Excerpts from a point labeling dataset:
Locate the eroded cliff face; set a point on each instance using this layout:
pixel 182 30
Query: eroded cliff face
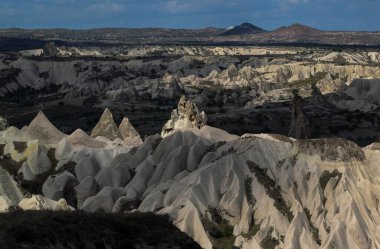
pixel 300 125
pixel 250 191
pixel 187 115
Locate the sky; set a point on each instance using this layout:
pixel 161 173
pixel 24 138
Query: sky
pixel 268 14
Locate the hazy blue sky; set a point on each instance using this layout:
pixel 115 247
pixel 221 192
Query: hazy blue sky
pixel 268 14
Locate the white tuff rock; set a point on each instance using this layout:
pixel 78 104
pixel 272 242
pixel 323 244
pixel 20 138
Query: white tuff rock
pixel 187 115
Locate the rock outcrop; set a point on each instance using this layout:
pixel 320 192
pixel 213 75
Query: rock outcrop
pixel 319 100
pixel 300 126
pixel 43 130
pixel 106 127
pixel 50 50
pixel 187 115
pixel 3 123
pixel 128 133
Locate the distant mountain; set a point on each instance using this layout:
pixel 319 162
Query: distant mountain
pixel 243 29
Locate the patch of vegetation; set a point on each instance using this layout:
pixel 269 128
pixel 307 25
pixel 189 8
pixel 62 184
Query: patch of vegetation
pixel 253 230
pixel 269 242
pixel 20 147
pixel 219 230
pixel 41 229
pixel 332 149
pixel 327 175
pixel 314 230
pixel 271 189
pixel 2 146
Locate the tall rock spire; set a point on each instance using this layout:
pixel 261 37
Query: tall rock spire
pixel 187 115
pixel 300 126
pixel 106 127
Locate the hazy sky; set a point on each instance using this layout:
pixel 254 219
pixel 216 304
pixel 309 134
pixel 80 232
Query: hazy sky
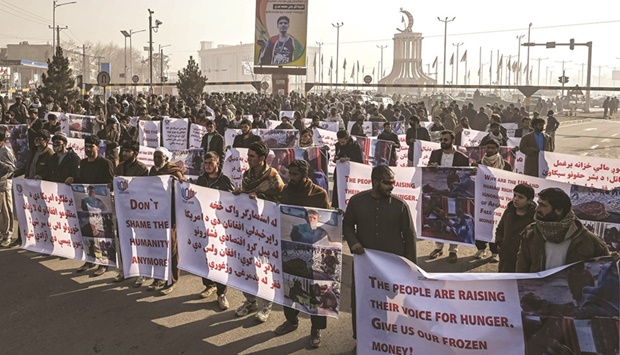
pixel 491 25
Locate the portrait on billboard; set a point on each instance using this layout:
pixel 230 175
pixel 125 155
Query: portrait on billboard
pixel 281 33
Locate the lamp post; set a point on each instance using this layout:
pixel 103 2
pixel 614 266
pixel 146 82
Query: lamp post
pixel 445 44
pixel 337 25
pixel 518 75
pixel 56 4
pixel 381 70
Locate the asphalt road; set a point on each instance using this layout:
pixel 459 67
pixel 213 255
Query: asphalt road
pixel 48 308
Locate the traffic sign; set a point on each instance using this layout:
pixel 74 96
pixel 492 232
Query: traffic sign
pixel 103 78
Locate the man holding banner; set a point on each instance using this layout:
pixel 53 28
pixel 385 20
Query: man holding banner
pixel 557 237
pixel 301 191
pixel 376 219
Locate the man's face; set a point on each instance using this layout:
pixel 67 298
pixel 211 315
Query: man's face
pixel 211 166
pixel 385 186
pixel 519 200
pixel 159 159
pixel 446 141
pixel 545 212
pixel 283 25
pixel 90 150
pixel 254 160
pixel 490 150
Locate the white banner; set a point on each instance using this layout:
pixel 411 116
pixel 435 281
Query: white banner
pixel 237 237
pixel 472 138
pixel 403 310
pixel 196 132
pixel 149 133
pixel 174 132
pixel 143 210
pixel 601 173
pixel 48 220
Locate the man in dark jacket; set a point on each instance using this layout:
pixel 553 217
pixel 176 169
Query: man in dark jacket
pixel 557 237
pixel 213 141
pixel 214 178
pixel 65 163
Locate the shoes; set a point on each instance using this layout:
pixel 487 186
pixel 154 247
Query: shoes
pixel 139 281
pixel 435 253
pixel 157 285
pixel 223 302
pixel 263 314
pixel 286 328
pixel 85 267
pixel 166 290
pixel 315 338
pixel 480 254
pixel 100 270
pixel 246 308
pixel 119 277
pixel 208 291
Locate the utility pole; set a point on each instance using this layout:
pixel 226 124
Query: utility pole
pixel 445 44
pixel 539 60
pixel 320 67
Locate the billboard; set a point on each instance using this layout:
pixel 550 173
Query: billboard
pixel 281 32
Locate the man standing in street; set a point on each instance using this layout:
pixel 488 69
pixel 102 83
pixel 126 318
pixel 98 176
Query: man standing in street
pixel 446 156
pixel 378 220
pixel 301 191
pixel 264 182
pixel 94 169
pixel 214 178
pixel 557 237
pixel 533 143
pixel 7 168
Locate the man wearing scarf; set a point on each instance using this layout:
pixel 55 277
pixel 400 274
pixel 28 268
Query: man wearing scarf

▶ What is required: Rewrite the part of the material that opens with the line containing "Locate the shoes;" and runs through the end of the material, changing "utility pole" to "telephone pole" and leaving everything else unchanged.

▶ Solution:
Locate the shoes; set a point on each instance using this layout:
pixel 487 186
pixel 154 247
Query: shoes
pixel 139 281
pixel 435 253
pixel 157 285
pixel 223 302
pixel 263 314
pixel 286 328
pixel 85 267
pixel 166 290
pixel 315 338
pixel 480 254
pixel 100 270
pixel 246 308
pixel 119 277
pixel 208 291
Locate the telephone pole; set a point on each instance using this layout:
pixel 226 124
Query: telephone pole
pixel 445 44
pixel 539 60
pixel 320 67
Locate the billboard; set a point on each instance using this layout:
pixel 550 173
Query: billboard
pixel 281 32
Locate the man standing in street; set a point on each instance using this layout:
pixel 488 69
pixel 102 83
pixel 126 318
pixel 98 176
Query: man standing in street
pixel 446 156
pixel 378 220
pixel 301 191
pixel 264 182
pixel 94 169
pixel 214 178
pixel 557 237
pixel 533 143
pixel 7 168
Locate the man wearing scarf; set a point on each instance using this layout:
pixel 55 277
pixel 400 274
pixel 28 268
Query: man wearing scarf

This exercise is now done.